### Given entries
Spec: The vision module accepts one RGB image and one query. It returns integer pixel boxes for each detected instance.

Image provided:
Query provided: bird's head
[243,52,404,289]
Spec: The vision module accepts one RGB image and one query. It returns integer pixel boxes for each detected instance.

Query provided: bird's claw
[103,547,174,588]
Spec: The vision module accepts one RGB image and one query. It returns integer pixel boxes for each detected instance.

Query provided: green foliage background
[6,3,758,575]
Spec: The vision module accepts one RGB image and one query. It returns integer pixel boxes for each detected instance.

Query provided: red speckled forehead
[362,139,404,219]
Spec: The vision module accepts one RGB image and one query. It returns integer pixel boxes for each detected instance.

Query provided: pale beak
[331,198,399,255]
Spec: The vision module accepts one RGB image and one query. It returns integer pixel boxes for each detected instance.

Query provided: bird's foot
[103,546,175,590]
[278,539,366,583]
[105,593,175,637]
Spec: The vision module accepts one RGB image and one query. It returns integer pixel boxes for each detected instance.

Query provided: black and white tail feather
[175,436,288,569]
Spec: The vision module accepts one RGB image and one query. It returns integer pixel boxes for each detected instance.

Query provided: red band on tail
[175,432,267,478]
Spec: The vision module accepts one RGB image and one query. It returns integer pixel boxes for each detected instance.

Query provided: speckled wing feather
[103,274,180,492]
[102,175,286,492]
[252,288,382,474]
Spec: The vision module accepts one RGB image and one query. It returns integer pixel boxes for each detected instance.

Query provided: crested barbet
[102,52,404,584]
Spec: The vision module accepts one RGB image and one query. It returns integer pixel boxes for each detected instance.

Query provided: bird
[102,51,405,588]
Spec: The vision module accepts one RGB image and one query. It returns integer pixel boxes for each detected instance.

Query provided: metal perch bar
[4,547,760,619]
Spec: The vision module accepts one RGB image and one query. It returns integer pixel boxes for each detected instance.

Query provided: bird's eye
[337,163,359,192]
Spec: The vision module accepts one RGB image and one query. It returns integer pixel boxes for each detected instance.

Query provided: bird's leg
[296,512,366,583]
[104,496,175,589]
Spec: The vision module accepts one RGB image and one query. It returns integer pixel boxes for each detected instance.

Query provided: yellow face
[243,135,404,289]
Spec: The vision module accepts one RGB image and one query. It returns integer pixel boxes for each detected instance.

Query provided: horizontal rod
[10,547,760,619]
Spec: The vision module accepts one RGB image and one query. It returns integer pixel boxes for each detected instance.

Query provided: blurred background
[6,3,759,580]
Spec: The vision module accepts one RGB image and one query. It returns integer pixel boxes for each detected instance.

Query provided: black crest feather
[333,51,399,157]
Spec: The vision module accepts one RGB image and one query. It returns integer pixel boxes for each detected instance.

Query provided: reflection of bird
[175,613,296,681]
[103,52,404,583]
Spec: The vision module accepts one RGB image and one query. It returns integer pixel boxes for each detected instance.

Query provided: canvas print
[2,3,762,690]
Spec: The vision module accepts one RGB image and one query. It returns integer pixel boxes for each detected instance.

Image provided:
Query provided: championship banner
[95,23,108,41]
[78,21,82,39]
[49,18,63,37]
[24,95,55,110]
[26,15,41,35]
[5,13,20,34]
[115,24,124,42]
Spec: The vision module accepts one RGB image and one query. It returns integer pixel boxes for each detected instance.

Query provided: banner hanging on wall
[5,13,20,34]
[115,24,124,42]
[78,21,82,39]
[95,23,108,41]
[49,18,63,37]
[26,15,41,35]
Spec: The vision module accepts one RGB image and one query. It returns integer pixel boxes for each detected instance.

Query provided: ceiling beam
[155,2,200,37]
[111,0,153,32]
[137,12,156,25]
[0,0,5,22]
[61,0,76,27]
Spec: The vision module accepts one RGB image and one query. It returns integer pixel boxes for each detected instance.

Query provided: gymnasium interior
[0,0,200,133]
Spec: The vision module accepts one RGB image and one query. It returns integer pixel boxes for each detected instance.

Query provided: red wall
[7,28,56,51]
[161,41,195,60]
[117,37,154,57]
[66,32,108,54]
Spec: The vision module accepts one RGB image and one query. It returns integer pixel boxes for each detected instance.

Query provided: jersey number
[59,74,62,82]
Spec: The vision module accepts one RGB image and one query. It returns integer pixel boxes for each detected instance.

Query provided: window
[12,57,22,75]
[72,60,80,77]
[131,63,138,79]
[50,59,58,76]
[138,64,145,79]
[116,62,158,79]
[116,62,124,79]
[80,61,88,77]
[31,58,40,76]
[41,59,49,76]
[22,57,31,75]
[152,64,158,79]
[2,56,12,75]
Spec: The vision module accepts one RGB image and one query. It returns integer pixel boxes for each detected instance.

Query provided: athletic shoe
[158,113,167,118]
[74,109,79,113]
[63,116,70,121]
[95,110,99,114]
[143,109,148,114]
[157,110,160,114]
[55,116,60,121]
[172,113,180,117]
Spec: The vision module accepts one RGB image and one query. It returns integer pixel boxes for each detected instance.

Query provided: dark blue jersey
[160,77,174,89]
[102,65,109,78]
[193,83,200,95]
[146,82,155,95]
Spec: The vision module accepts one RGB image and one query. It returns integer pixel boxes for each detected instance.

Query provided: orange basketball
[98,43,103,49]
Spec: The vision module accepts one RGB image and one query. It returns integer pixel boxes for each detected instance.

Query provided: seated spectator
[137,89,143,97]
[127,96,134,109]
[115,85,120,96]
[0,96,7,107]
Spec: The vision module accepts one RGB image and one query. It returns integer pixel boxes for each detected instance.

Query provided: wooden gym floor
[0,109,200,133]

### Stated goal
Reproduce the data verbatim, from its first line through the line containing "[243,52,404,289]", including both of those lines.

### Written answer
Spec: The vision module accepts one RGB image and one query. It returns integer pixel boxes for each detected instance.

Image provided:
Query provided: bird's head
[243,52,404,289]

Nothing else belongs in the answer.